- **What to do**
Please retype every entry as written, and keep the pictures out.

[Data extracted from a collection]
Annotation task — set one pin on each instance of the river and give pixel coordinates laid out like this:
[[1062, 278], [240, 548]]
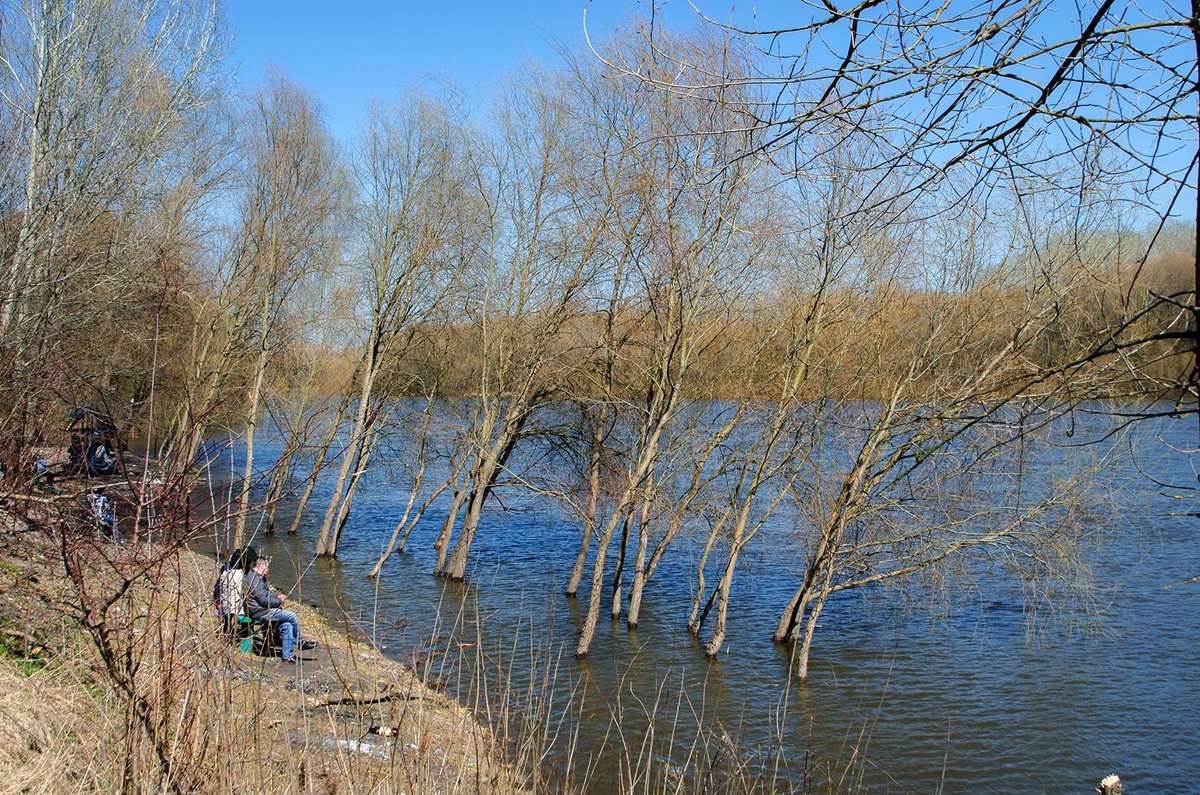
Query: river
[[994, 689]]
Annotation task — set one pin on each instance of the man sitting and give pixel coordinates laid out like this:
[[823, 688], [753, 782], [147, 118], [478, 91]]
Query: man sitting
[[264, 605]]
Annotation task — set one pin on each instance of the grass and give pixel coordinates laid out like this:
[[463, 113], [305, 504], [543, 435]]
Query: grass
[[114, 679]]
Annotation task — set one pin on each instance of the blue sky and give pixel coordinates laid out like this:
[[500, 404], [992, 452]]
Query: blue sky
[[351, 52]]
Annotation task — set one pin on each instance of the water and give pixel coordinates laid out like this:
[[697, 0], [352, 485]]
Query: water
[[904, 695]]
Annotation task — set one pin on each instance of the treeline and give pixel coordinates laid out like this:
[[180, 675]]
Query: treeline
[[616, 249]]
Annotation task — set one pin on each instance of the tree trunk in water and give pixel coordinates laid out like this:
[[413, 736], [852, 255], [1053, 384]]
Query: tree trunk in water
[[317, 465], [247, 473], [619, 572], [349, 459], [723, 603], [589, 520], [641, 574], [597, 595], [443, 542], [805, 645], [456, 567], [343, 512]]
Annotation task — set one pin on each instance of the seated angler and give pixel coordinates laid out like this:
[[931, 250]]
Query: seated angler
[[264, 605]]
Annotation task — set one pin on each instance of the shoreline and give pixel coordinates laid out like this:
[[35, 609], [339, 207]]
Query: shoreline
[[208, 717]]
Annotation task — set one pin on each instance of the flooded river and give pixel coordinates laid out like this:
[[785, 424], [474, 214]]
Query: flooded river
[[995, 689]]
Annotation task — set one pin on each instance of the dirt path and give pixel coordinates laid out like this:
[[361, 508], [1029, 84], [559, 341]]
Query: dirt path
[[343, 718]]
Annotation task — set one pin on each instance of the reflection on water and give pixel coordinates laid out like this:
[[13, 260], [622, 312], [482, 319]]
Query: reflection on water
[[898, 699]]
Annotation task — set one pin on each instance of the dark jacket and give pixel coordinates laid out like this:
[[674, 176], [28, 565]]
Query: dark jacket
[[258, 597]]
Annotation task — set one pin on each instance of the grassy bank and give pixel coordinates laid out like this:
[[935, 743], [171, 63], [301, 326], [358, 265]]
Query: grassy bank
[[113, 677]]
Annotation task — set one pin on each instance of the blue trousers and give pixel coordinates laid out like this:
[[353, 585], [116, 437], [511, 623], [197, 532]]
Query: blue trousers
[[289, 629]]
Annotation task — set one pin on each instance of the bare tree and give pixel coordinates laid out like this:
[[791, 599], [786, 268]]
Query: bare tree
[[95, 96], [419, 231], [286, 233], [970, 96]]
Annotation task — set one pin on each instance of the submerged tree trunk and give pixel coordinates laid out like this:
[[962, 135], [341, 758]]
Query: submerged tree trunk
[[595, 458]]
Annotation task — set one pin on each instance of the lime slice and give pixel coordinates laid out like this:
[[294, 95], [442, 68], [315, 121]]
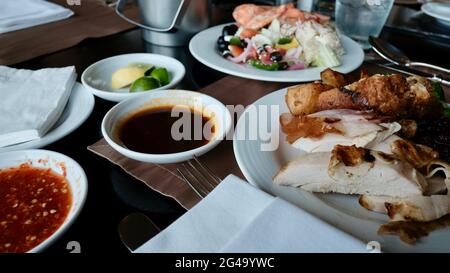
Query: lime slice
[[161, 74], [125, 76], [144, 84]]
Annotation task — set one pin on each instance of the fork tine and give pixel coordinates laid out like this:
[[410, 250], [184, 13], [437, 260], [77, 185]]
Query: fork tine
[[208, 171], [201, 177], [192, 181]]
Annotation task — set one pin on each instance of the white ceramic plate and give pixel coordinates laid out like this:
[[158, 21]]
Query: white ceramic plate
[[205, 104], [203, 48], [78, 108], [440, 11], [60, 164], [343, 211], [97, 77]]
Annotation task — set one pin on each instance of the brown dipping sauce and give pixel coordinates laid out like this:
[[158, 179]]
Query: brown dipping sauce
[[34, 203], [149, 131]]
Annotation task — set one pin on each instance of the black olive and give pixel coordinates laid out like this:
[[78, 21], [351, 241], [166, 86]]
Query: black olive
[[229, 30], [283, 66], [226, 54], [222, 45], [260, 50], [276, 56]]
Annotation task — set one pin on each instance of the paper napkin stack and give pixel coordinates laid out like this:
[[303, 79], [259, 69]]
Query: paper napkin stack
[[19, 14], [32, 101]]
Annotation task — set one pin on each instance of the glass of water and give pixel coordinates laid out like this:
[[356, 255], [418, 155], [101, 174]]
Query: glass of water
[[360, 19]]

- **Exercise answer**
Annotation task — set one pin on each instance of the river and give pixel coordinates laid out like this:
[[1062, 278], [240, 548]]
Query: river
[[994, 689]]
Annotation task — set one pin on each instance of the man sitting and give pixel coordinates laid out like this:
[[823, 688], [753, 782], [147, 118], [478, 91]]
Query: man sitting
[[264, 605]]
Annotation task — set one pin on each instance of the grass and give pixel coordinates laid out like this:
[[463, 113], [305, 504], [543, 435]]
Query: grass
[[114, 679]]
Annotation task — set one pin on each instance of the blue sky and give pixel coordinates laid out like this:
[[500, 404], [992, 452]]
Query: blue sky
[[351, 52]]
Annotation task — set one pin on each instance of the water and give pixel coordinates laid out like this:
[[697, 0], [352, 485]]
Query: water
[[904, 695]]
Annotation task — set one pin on each instance of the treeline and give pixel coordinates laid out like this:
[[180, 675]]
Query: treeline
[[616, 249]]
Annotation task — set one pin on each instance of the tree trunk in water and give pixel coordinates laid out like this:
[[413, 736], [852, 255], [1053, 384]]
Query: tree trunk in water
[[317, 465], [247, 473], [619, 572], [349, 459], [723, 603], [589, 520], [641, 574], [597, 595], [443, 542], [805, 645], [456, 567], [343, 512]]
Annotation task — set one pin on each instance of the seated angler and give pixel coordinates laid out like this:
[[931, 250]]
Query: seated angler
[[264, 605]]
Annotation task — set one pin on each instance of the shoreline and give pixel coordinates laid out like this:
[[35, 609], [339, 207]]
Query: shoreline
[[208, 717]]
Annotation task — set one pin on each instance of the flooded river and give pixel coordinates laid out like this:
[[785, 424], [474, 214]]
Query: flooded river
[[995, 689]]
Annotation task — set one pin on each instance of the dirt path and give pixel coordinates laid out like this:
[[361, 508], [1029, 84], [559, 341]]
Query: dirt path
[[343, 718]]
Annotation task — set one pin on each instance of the reflection on water and give pixel coordinates laid out like this:
[[13, 260], [622, 312], [482, 319]]
Query: reflection on water
[[898, 699]]
Annotation task — set one pin on each instance of the dark jacket and give pixel coordinates laid out like this:
[[674, 176], [28, 565]]
Query: dark jacket
[[258, 597]]
Annotation task — set one pin on each instance of the grassy bank and give pixel coordinates laid out like this:
[[935, 743], [171, 63], [301, 326], [358, 265]]
Query: grassy bank
[[113, 677]]
Annotation task — set one pin on each instance of the blue trousers and give pixel coordinates laid out like this:
[[353, 585], [116, 437], [511, 623], [197, 532]]
Query: blue trousers
[[289, 629]]
Annotation task — set one pin on each instance of the bare tree and give pixel coordinates laid out like this:
[[791, 599], [786, 268]]
Query: bare tree
[[95, 96], [419, 231], [286, 233], [970, 96]]
Annotation task — set one pin on each instance of the submerged tree trunk and give pixel coordinates laid out like this:
[[962, 135], [341, 758]]
Query: submerged tree trunk
[[595, 458]]
Annotation task — set one pin on each instance of the lime slice and give pixel coordinates laid out like this:
[[294, 95], [442, 68], [315, 121]]
Query: lime slice
[[161, 74], [125, 76], [144, 84]]
Annotation task — set one pin on each instance of the fork tine and give pixel coordinates laid out like this:
[[410, 250], [184, 13], [437, 260], [77, 185]]
Query: fork tine
[[208, 171], [201, 177], [192, 181]]
Annotation task — set one pin on each instance of the white ceramic plate and give pixel coordinates laid out like this:
[[158, 21]]
Query: white ceramic plate
[[205, 104], [203, 48], [78, 108], [440, 11], [60, 164], [343, 211], [97, 77]]
Annotation task — set one pin on each instance of the brown dipping sauce and give pixel coordinates laid out like this:
[[158, 179]]
Query: brown dipping sauce
[[34, 203], [149, 131]]
Annotation task — set one pin on each instance of the black olive and give pixel coordinates laid out like this:
[[78, 21], [351, 241], [166, 86]]
Query: black olive
[[229, 30], [283, 66], [226, 54], [222, 45], [260, 50], [276, 56]]
Annotation task — set one pin on each instance of the paper napkin stack and give pixel coordinates laid out like this:
[[303, 79], [259, 69]]
Query: paper napkin stack
[[19, 14], [32, 101]]
Annotation task — set one pin on each instance of the glass of water and give pixel coordinates laid out like this:
[[356, 255], [418, 155], [101, 174]]
Query: glass of water
[[360, 19]]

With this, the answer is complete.